» Exercise aim: Rewrite every line of the material, wording and all, from its start through the line containing "523 325 L 486", both ends included. Multiply each outline coordinate by 0.3 and round it to a whole number, rounding halves up, and leave all other numbers unchanged.

» Data excerpts:

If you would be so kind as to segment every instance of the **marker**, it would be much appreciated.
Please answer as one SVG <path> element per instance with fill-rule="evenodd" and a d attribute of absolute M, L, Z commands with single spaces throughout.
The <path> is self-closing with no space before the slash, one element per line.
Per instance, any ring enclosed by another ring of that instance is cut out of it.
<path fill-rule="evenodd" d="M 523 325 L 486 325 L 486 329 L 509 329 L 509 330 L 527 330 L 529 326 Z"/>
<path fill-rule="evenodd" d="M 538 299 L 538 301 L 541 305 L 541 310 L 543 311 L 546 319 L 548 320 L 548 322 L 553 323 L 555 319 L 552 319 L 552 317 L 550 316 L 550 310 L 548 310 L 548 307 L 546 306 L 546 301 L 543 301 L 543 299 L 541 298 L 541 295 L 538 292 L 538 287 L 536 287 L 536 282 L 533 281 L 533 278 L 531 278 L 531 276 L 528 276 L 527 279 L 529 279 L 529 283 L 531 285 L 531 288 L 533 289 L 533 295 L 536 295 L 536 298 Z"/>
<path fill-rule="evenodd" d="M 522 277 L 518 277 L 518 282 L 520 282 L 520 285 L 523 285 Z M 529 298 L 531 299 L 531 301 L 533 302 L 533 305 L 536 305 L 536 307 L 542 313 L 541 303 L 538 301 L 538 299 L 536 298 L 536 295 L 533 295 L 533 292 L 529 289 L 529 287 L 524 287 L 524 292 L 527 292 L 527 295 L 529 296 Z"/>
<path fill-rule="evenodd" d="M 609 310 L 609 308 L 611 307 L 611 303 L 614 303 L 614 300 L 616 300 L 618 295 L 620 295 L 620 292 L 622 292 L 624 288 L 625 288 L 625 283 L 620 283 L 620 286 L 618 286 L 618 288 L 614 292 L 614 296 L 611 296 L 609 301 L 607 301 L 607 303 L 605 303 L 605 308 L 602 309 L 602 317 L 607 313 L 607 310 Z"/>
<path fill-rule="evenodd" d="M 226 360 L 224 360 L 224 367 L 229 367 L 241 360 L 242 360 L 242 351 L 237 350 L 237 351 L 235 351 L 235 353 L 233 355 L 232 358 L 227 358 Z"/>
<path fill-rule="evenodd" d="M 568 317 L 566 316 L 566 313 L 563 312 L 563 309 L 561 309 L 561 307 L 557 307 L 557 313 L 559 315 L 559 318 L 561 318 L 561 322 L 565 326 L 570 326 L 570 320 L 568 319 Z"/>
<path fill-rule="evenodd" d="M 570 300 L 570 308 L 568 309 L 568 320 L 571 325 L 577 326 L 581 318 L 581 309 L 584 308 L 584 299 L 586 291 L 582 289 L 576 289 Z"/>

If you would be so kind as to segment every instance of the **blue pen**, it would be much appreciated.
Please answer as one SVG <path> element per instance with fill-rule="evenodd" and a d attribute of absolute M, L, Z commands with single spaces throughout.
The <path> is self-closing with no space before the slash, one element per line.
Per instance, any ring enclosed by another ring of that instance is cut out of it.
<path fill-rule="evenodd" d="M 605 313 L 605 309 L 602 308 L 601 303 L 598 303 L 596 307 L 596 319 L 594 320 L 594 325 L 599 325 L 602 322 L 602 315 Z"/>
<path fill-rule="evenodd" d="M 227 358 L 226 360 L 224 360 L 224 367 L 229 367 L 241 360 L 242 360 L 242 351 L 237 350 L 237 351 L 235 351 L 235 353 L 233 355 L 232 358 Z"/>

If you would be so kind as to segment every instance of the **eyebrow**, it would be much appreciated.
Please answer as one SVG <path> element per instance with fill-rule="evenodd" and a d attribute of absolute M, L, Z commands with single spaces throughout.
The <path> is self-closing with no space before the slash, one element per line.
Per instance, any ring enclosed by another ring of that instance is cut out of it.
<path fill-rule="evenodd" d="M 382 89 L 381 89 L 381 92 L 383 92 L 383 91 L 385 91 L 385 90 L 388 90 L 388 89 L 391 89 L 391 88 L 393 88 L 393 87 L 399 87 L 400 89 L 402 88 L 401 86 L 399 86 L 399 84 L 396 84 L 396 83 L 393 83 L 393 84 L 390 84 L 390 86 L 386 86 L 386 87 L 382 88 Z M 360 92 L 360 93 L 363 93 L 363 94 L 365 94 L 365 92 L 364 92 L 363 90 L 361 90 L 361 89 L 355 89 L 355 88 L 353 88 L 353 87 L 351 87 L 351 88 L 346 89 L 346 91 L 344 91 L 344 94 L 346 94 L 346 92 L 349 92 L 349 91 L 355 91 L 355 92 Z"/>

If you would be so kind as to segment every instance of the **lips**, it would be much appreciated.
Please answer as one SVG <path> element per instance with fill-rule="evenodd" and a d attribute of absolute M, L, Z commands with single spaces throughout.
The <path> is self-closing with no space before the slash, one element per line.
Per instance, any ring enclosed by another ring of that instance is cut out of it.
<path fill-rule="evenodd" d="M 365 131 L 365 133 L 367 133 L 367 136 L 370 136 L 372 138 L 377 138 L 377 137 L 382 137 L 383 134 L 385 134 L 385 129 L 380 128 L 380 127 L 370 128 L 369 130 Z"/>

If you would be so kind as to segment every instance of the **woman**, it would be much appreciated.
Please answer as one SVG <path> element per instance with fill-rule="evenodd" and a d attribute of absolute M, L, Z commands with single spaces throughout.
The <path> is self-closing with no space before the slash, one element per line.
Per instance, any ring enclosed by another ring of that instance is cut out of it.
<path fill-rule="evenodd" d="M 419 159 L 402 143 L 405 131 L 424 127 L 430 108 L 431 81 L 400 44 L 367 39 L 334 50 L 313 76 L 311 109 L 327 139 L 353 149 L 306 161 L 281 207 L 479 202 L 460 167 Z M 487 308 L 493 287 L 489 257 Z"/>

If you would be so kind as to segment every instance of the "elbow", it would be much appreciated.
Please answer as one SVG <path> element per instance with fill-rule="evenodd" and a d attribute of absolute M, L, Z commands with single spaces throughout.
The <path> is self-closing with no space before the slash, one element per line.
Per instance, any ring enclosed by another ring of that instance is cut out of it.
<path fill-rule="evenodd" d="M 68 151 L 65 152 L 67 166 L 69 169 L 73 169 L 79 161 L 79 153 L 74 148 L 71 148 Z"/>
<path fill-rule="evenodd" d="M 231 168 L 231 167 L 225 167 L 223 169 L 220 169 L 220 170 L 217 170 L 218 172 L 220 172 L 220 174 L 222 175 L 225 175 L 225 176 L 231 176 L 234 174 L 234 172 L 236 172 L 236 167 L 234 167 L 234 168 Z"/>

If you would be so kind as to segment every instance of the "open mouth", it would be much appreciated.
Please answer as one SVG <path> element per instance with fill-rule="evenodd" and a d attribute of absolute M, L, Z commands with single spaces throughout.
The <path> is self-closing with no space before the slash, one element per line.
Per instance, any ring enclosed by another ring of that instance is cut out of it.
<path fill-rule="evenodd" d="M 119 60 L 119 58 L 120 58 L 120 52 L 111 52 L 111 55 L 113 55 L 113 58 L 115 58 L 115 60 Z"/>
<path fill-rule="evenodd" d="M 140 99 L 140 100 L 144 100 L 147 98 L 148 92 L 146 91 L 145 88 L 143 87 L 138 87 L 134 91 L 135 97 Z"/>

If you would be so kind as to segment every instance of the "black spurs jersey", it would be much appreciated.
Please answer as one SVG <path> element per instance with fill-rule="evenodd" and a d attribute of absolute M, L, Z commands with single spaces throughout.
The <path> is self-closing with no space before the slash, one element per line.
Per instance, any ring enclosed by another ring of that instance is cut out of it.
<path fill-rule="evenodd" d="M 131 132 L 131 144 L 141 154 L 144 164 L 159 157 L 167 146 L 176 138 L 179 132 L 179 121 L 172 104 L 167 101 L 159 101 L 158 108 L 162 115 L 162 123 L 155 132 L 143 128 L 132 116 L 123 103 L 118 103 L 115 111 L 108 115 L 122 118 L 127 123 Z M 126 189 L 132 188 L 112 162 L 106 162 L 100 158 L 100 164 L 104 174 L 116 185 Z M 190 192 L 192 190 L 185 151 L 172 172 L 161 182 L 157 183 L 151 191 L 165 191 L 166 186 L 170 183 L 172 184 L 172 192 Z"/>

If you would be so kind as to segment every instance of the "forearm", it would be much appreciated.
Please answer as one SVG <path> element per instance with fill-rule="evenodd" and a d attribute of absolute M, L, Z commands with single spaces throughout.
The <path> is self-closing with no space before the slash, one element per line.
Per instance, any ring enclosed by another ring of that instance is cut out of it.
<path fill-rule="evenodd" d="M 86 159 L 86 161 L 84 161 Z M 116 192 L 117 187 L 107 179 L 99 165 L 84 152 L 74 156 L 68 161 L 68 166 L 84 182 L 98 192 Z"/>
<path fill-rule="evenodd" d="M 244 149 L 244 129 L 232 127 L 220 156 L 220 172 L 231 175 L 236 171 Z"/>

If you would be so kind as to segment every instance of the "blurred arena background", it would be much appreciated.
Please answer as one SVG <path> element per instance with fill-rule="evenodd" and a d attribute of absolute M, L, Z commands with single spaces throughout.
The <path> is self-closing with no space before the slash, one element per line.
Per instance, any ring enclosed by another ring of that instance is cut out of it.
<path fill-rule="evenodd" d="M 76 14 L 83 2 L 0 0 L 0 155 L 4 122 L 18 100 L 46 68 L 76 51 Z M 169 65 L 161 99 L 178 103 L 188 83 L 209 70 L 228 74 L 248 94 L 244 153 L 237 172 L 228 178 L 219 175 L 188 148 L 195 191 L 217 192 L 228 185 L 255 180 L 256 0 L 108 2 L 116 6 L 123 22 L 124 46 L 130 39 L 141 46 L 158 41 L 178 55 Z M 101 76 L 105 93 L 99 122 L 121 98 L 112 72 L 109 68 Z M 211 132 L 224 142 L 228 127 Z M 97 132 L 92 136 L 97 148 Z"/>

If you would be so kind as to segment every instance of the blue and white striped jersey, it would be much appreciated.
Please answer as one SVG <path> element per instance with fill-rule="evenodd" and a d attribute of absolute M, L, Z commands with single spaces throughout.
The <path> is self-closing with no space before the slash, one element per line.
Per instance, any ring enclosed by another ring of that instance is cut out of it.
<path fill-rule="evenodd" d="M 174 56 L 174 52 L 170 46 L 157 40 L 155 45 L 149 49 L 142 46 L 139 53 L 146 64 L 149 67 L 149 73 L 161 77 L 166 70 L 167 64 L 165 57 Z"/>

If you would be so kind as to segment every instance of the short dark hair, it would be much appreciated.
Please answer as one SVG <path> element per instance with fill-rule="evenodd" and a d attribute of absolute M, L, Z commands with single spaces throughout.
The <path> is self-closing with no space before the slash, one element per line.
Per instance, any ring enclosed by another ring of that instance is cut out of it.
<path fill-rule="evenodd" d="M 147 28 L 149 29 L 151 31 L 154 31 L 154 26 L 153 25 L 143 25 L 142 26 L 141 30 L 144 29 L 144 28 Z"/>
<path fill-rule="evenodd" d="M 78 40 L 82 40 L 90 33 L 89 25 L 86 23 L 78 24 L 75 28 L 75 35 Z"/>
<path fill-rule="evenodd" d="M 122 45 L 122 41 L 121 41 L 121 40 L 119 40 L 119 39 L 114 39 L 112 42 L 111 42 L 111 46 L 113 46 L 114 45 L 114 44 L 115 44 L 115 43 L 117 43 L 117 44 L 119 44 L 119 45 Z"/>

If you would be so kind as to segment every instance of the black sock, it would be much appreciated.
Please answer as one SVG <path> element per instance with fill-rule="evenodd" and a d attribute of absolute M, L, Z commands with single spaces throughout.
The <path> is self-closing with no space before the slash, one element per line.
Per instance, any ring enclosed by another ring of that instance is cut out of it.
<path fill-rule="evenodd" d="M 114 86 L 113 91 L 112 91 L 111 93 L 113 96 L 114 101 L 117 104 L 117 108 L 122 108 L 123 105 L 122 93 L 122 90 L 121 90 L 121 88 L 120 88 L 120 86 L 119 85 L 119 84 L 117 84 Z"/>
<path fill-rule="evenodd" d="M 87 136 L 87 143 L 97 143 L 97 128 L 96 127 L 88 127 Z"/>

» Exercise solution:
If you would be so kind as to segment every instance of the **marker**, it would be much appreciated.
Please answer as one SVG <path> element per instance with fill-rule="evenodd" and a d attribute of absolute M, L, Z commands with single spaces throughout.
The <path> is self-closing with no space before the slash, one element per line.
Per instance, any ring enclosed by another ring of that instance is cut out of it.
<path fill-rule="evenodd" d="M 157 98 L 146 98 L 146 99 L 153 99 L 153 99 L 158 99 L 159 98 Z"/>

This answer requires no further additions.